EXERCISE MATERIAL:
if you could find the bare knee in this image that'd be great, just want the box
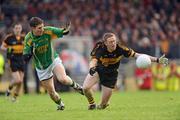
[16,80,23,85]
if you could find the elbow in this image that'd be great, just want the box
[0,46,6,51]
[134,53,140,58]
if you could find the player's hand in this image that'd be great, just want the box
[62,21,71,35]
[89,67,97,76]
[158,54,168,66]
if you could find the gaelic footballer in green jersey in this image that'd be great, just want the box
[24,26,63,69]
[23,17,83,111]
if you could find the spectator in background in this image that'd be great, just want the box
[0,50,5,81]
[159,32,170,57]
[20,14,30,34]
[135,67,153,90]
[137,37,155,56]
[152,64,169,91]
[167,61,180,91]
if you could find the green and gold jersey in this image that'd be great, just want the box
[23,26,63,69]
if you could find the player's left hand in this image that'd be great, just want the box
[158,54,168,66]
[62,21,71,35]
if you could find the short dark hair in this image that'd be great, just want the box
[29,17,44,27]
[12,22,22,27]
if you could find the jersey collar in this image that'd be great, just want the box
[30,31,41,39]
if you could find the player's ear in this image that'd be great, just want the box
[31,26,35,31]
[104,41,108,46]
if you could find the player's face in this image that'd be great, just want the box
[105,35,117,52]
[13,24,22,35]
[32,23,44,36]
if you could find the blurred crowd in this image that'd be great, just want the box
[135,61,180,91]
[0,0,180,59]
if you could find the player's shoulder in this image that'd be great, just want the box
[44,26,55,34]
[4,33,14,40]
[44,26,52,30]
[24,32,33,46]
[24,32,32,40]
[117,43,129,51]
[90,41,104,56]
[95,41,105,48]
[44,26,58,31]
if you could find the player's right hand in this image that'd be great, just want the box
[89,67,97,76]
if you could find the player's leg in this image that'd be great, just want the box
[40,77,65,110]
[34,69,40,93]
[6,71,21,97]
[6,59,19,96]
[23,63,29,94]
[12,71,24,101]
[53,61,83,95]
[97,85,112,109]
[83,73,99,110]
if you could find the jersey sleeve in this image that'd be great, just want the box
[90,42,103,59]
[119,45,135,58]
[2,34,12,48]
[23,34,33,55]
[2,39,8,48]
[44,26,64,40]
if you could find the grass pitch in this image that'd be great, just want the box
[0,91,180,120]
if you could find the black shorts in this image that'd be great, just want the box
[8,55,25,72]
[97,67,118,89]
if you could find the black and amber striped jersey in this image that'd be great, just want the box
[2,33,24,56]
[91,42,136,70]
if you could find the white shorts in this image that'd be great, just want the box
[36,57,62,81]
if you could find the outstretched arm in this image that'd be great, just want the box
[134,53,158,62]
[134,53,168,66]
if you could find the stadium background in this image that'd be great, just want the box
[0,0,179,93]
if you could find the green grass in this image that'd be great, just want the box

WHAT TO DO: Copy the entries exactly. Leave out the images.

EXPECTED OUTPUT:
if you could find the bare knee in this image that'd be great, just want the box
[16,80,23,85]
if you could find the elbow in this image that'd be great, just want the box
[0,46,6,51]
[134,53,140,58]
if you could find the player's hand in this image that'd be great, just want the box
[62,21,71,35]
[89,67,97,76]
[158,54,168,66]
if you could find the gaelic footballer in green jersey in this image that'd be great, just want the box
[24,26,63,69]
[23,17,83,111]
if you could find the spectator in background in this image that'd be great, just want the box
[0,50,5,81]
[159,32,170,57]
[20,14,30,34]
[135,67,153,90]
[137,37,155,56]
[152,64,169,91]
[167,61,180,91]
if you could find the green and gold jersey in this image that'd be great, just want the box
[23,26,63,69]
if you could find the player's left hand in this image that'd be great, just want the box
[158,54,168,66]
[62,21,71,35]
if you could find the short dark hair in this image that'd be great, just want the box
[29,17,44,27]
[12,22,22,27]
if you could find the jersey collar in this image that'd be great, just want the box
[30,31,41,39]
if you could find the player's ear in this image that'd be great, just want the box
[31,26,35,31]
[104,41,108,46]
if you could find the player's face in this image that'd be great, just want the box
[105,35,117,52]
[13,24,22,35]
[32,23,44,36]
if you could find the blurred crowd in this image that'd be great, just want the box
[135,61,180,91]
[0,0,180,59]
if you could find the player's shoulder in this image that'd be great, just want the box
[44,26,55,34]
[4,33,14,40]
[44,26,52,30]
[24,32,33,46]
[24,32,32,40]
[117,43,129,51]
[90,41,104,56]
[95,41,105,48]
[44,26,58,31]
if you could find the player's right hand in this image that'd be great, just want the box
[89,67,97,76]
if you could find the player's leg in this image that'd be great, just want the box
[40,77,65,110]
[34,69,40,93]
[6,71,21,97]
[6,59,19,96]
[23,63,29,94]
[12,71,24,101]
[53,61,83,95]
[97,85,112,109]
[83,73,99,110]
if you could find the jersey sleeve in this image that'd be great, just want the box
[90,42,103,59]
[119,45,135,58]
[2,34,12,48]
[23,34,33,55]
[2,39,8,48]
[44,26,64,40]
if you could find the grass pitch in this image that'd be great, just want the box
[0,91,180,120]
if you could find the black shorts in this image that'd be great, just want the box
[8,55,25,72]
[97,67,118,89]
if you could find the black and amber striped jersey in this image that'd be great, just want the box
[2,33,24,56]
[91,42,136,70]
if you could find the white shorts in this image that'd be great, just want the box
[36,57,62,81]
if you could find the outstretched arm in this image that'd be great, just want the box
[134,53,158,62]
[134,53,168,66]
if you could find the stadium background in this image that'd be great, just want the box
[0,0,179,93]
if you could find the green grass in this image that'd be great, just want the box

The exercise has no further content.